◆ WHAT IS NEEDED: In the listing below, change "antenna on roof" to "rooftop antenna" everywhere it appears and leave every other word as it is. Leave the pictures out of your answer.

◆ LISTED RECORDS:
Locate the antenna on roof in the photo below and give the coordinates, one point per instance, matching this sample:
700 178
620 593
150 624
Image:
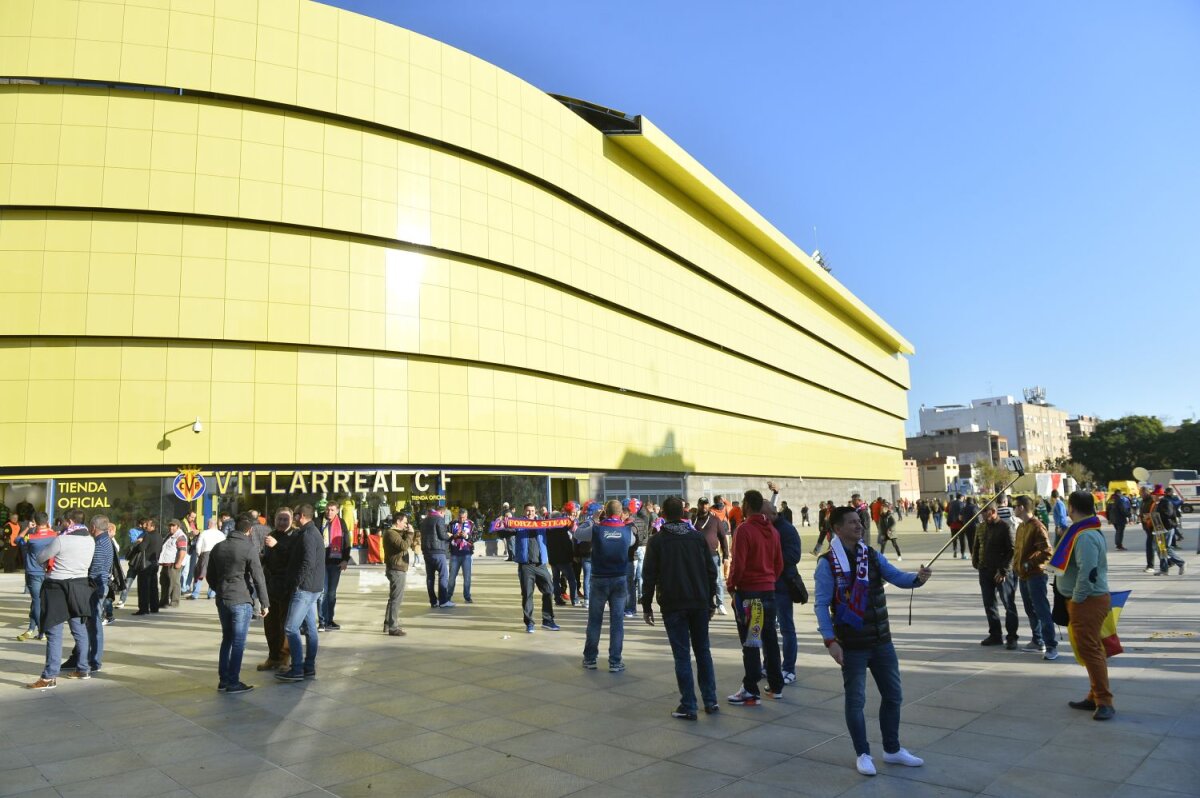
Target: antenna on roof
816 252
1036 395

◆ SOLUTION FOR THIS EXERCISE:
Locate the rooftop antenna in the photo below and give the coordinates, one point per instance, matching this sample:
700 178
620 593
150 624
Image:
Target: rooftop antenna
816 252
1036 395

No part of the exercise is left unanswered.